SHORT PROBLEM — Enter each line of the rows below into a Markdown table with the columns "No." and "Line", numbering the lines consecutively and omitting any blank lines.

Dataset rows about object locations

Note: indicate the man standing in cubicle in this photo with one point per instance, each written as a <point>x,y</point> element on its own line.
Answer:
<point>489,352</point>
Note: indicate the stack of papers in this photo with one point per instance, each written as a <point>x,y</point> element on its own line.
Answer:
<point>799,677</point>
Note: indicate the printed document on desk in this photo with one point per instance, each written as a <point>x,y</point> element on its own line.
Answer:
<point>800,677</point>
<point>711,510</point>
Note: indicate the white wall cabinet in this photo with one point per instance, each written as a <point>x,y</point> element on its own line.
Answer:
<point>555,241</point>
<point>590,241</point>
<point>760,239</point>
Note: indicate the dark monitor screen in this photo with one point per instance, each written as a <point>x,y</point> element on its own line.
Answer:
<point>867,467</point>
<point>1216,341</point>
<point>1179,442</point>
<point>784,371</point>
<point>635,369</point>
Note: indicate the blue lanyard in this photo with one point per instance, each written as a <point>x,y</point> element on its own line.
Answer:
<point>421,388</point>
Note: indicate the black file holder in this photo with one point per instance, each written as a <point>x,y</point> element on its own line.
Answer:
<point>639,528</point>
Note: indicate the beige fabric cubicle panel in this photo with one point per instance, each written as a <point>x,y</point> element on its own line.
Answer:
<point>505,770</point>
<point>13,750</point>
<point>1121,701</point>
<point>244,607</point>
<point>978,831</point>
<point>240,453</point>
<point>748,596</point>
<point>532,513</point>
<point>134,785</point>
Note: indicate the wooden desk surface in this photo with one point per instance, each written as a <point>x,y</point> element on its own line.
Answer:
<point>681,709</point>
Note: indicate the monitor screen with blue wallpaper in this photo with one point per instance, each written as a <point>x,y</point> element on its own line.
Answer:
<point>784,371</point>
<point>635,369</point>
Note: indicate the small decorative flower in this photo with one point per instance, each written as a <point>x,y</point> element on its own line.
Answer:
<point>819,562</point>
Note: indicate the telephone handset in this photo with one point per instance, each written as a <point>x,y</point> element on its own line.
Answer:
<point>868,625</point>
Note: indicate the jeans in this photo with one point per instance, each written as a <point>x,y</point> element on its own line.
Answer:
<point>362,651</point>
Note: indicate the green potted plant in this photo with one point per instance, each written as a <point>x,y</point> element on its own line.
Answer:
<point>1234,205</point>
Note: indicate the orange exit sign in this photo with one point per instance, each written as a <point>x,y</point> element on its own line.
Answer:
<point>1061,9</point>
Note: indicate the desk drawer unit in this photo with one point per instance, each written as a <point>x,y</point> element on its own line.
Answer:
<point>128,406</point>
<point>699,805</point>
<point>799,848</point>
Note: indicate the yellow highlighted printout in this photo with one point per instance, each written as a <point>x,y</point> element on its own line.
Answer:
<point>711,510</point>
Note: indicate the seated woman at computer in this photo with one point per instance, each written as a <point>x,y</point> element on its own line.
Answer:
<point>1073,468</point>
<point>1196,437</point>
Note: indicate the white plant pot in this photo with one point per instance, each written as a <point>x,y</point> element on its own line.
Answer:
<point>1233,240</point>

EXERCISE SOLUTION —
| No. | Line |
|---|---|
| 1 | Note: indicate the man standing in cubicle in this photo with one point per instance, each written as a <point>x,y</point> element on its own line. |
| 2 | Answer: |
| 3 | <point>489,352</point> |
| 4 | Note: indicate the stack of papers in this photo with one point per instance, each written as a <point>x,y</point> element on its own line. |
| 5 | Answer: |
| 6 | <point>799,677</point> |
| 7 | Note: indicate the printed document on desk in this photo with one point per instance, each written as a <point>x,y</point> element on its own line. |
| 8 | Answer: |
| 9 | <point>800,677</point> |
| 10 | <point>711,510</point> |
| 11 | Note: indicate the white wall cabinet in this photo with one point per instance, each written as a <point>x,y</point> element on its own line. |
| 12 | Answer: |
| 13 | <point>555,241</point> |
| 14 | <point>590,241</point> |
| 15 | <point>760,239</point> |
| 16 | Note: indicate the dark monitor screen in this photo with one point per instance, each written as a <point>x,y</point> element on its own line. |
| 17 | Answer: |
| 18 | <point>867,467</point> |
| 19 | <point>1216,341</point> |
| 20 | <point>1179,442</point> |
| 21 | <point>784,371</point> |
| 22 | <point>635,369</point> |
| 23 | Note: indicate the blue lanyard in this photo with one point per instance, each written as a <point>x,y</point> element on its own line. |
| 24 | Answer: |
| 25 | <point>421,388</point> |
| 26 | Note: indicate the black file holder in this photo with one point per instance, each written as a <point>x,y</point> element on its own line. |
| 27 | Answer: |
| 28 | <point>639,528</point> |
| 29 | Note: indicate the beige fabric cubicle panel in this photo with one point per instance, each written as a <point>x,y</point> element on its own line. |
| 30 | Answer: |
| 31 | <point>505,770</point> |
| 32 | <point>13,750</point> |
| 33 | <point>1121,701</point> |
| 34 | <point>244,607</point> |
| 35 | <point>978,831</point> |
| 36 | <point>240,453</point> |
| 37 | <point>748,596</point> |
| 38 | <point>532,513</point> |
| 39 | <point>134,785</point> |
| 40 | Note: indicate the wooden desk surface in this photo with one point per instance, each written as a <point>x,y</point> element on its own line. |
| 41 | Answer: |
| 42 | <point>681,709</point> |
| 43 | Note: indicate the monitor screen with blue wallpaper in this photo with one point per instance, each written as a <point>x,y</point> element on its own line. |
| 44 | Answer: |
| 45 | <point>784,371</point> |
| 46 | <point>635,369</point> |
| 47 | Note: indicate the small decorative flower in this photo with one point per instance, each written as a <point>x,y</point> element on its own line. |
| 48 | Answer: |
| 49 | <point>819,562</point> |
| 50 | Note: indicate the telephone handset in this photo with one point per instance, each written as a <point>x,y</point> element on its own line. |
| 51 | Answer: |
| 52 | <point>868,625</point> |
| 53 | Note: indicate the jeans in this photo with one point per instance, each written as a <point>x,y</point> element on its own line. |
| 54 | Answer: |
| 55 | <point>362,651</point> |
| 56 | Note: indicate the green potted plant in this photo with one point per instance, each written as a <point>x,y</point> element on its own line. |
| 57 | Answer: |
| 58 | <point>1234,205</point> |
| 59 | Note: indicate the orange exit sign in this photo with one point per instance, each written as a <point>x,y</point> element on its own line. |
| 60 | Answer: |
| 61 | <point>1061,9</point> |
| 62 | Note: indicate the desk drawer unit in this photo with one point per instance, each written as a <point>x,y</point> element on its own line. |
| 63 | Answer: |
| 64 | <point>128,406</point> |
| 65 | <point>699,805</point> |
| 66 | <point>799,848</point> |
| 67 | Note: indicate the yellow highlighted printout in this photo with one point per instance, each written as a <point>x,y</point> element on its own line. |
| 68 | Answer: |
| 69 | <point>711,510</point> |
| 70 | Note: indicate the seated woman at computer in this photo with one point per instance, each written as a <point>x,y</point> element on its own line. |
| 71 | Answer: |
| 72 | <point>1073,468</point> |
| 73 | <point>1196,437</point> |
| 74 | Note: indicate the white plant pot in this photo with one point per instance, each written as a <point>x,y</point> element on its own line. |
| 75 | Answer: |
| 76 | <point>1233,240</point> |